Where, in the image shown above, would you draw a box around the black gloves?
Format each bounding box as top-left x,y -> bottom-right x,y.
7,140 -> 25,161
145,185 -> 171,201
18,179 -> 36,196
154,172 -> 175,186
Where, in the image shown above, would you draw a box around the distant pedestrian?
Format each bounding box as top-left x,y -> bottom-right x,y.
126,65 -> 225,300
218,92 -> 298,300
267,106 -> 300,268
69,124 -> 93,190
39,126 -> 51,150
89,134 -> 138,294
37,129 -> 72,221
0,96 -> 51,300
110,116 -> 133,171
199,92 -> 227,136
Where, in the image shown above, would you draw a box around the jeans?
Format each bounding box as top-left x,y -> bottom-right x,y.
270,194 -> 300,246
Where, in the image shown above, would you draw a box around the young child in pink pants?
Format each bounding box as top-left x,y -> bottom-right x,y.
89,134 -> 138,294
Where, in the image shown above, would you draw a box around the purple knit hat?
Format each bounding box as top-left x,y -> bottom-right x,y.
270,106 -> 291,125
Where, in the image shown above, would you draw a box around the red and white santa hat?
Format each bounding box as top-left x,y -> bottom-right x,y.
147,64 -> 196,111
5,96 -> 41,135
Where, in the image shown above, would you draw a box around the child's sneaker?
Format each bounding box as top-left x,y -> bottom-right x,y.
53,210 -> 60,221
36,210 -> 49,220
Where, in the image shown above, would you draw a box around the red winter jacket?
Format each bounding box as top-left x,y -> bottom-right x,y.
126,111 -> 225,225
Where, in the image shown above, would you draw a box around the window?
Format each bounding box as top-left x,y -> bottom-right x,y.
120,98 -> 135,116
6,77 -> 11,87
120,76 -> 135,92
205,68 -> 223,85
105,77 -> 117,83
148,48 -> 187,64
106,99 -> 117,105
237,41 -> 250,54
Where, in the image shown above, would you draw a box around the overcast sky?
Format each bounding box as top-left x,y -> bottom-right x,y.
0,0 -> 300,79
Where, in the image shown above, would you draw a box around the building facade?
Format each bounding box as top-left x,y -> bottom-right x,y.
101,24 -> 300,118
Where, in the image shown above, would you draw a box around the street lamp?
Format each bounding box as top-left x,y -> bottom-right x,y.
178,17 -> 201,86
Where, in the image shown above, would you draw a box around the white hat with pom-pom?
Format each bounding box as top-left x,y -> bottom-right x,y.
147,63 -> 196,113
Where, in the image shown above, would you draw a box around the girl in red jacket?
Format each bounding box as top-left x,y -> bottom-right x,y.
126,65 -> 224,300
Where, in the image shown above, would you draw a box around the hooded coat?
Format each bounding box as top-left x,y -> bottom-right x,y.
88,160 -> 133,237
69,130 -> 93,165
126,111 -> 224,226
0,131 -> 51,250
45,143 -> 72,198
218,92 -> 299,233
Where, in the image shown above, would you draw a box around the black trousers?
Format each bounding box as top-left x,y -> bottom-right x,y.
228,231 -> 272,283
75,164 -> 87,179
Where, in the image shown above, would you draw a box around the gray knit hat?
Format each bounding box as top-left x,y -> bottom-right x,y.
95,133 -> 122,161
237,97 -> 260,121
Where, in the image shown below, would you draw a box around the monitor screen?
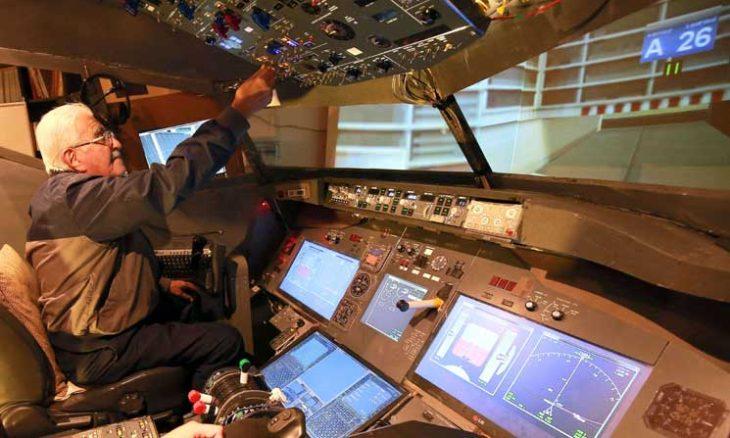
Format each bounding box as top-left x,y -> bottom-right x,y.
261,332 -> 401,438
279,240 -> 360,319
415,296 -> 650,438
139,120 -> 226,174
362,274 -> 428,342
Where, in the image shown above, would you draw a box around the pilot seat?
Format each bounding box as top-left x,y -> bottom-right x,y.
0,306 -> 190,437
0,245 -> 191,438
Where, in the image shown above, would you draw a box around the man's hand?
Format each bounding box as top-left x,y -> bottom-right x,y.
------------------------------------------------------------------------
What to work on>
Rewrite all of the material above with every "draw a box around" swapped for "mark", leaving everything else unchanged, and leave the pictures out.

Response to the task>
Where, in the image shown above, would you mark the black gloves?
Format each bounding box as top-left x,y -> bottom-right x,y.
7,140 -> 25,161
145,185 -> 171,201
18,179 -> 36,196
154,172 -> 175,186
Where, in the image shown above, would you mark the distant pedestrian?
Format each bounding box as top-left x,y -> bottom-right x,y.
126,65 -> 225,300
218,92 -> 298,300
267,106 -> 300,268
69,124 -> 93,190
39,126 -> 51,150
89,134 -> 138,294
37,129 -> 72,221
0,96 -> 51,300
110,116 -> 133,171
199,92 -> 227,136
Where, in the image shown above, would you mark the jeans?
Format each bounding box as top-left x,y -> bottom-right x,y.
270,194 -> 300,246
Where, in the image shown above, would you mark the young child in pink pants?
Format each bounding box as top-left x,y -> bottom-right x,y.
89,134 -> 138,294
Where, in the image shown above, would you mark the purple knit hat?
Format each bounding box as top-left x,y -> bottom-right x,y.
270,106 -> 291,125
Where, in the image shown above, would you mark the red and white santa hat?
Format each bounding box as top-left x,y -> bottom-right x,y.
147,64 -> 196,111
5,96 -> 41,135
Where, in the image shown above, would you mark the child's sneaker?
Format each bounding box as top-left x,y -> bottom-right x,y.
53,210 -> 60,221
36,210 -> 49,220
Where, in the image shown above, would you mark the red winter jacket?
Format each bounding box as top-left x,y -> bottom-right x,y.
126,111 -> 225,225
Where, in the image shown above, would you mark the window?
Format each bounding box as top-left x,y -> bottom-right x,y.
120,98 -> 135,116
6,77 -> 11,87
120,76 -> 135,92
205,68 -> 223,85
105,77 -> 117,83
148,48 -> 187,64
106,99 -> 117,105
237,41 -> 250,54
Where, in the image shown above, would you mark the overcast sky?
Format each bounding box as top-left x,y -> bottom-right x,y.
0,0 -> 300,79
Where, in the image shown above, would you mark the building facade?
Format each bounding box as top-left x,y -> bottom-right x,y.
101,24 -> 300,118
Where, in the image shown above, would you mark the street lamp?
Format each bounding box as top-left x,y -> bottom-right x,y.
178,17 -> 201,86
Where, in the image shown above, would you mark the white hat with pom-pom?
Format each bounding box as top-left x,y -> bottom-right x,y.
147,63 -> 196,113
Where, in the image shown above, would you mark the girl in red jacket?
Format each bounding box as top-left x,y -> bottom-right x,y.
126,65 -> 224,300
Where, in the image shown above, would you mark the hooded coat?
Format each bounding box as top-left x,y -> bottom-right x,y.
88,160 -> 133,237
69,130 -> 93,165
126,111 -> 224,226
0,131 -> 51,250
45,143 -> 72,198
218,92 -> 299,233
Where, in the image shown above, would you mark the black trousers?
Format each bounding box as top-left x,y -> bottom-right x,y.
228,231 -> 272,283
75,164 -> 87,179
Where, in the image shown above, would you mark the gray knit hat?
Format each bounding box as top-left x,y -> bottom-right x,y.
95,133 -> 122,161
237,97 -> 260,121
Where, in the image shown below, would you mark the monitor screen?
Format each bounding box as top-left x,y -> bottom-right x,y.
261,332 -> 401,438
279,240 -> 360,319
415,296 -> 650,438
139,120 -> 226,174
362,274 -> 428,342
Where, in the image shown above, would you mark the pilot seat?
Format each bounding box as top-left x,y -> bottom-right x,y.
0,306 -> 190,437
0,245 -> 191,438
Where, in the image shown above, would you mark the man's hand?
Format each bounding box as top-left x,y -> bottom-right x,y.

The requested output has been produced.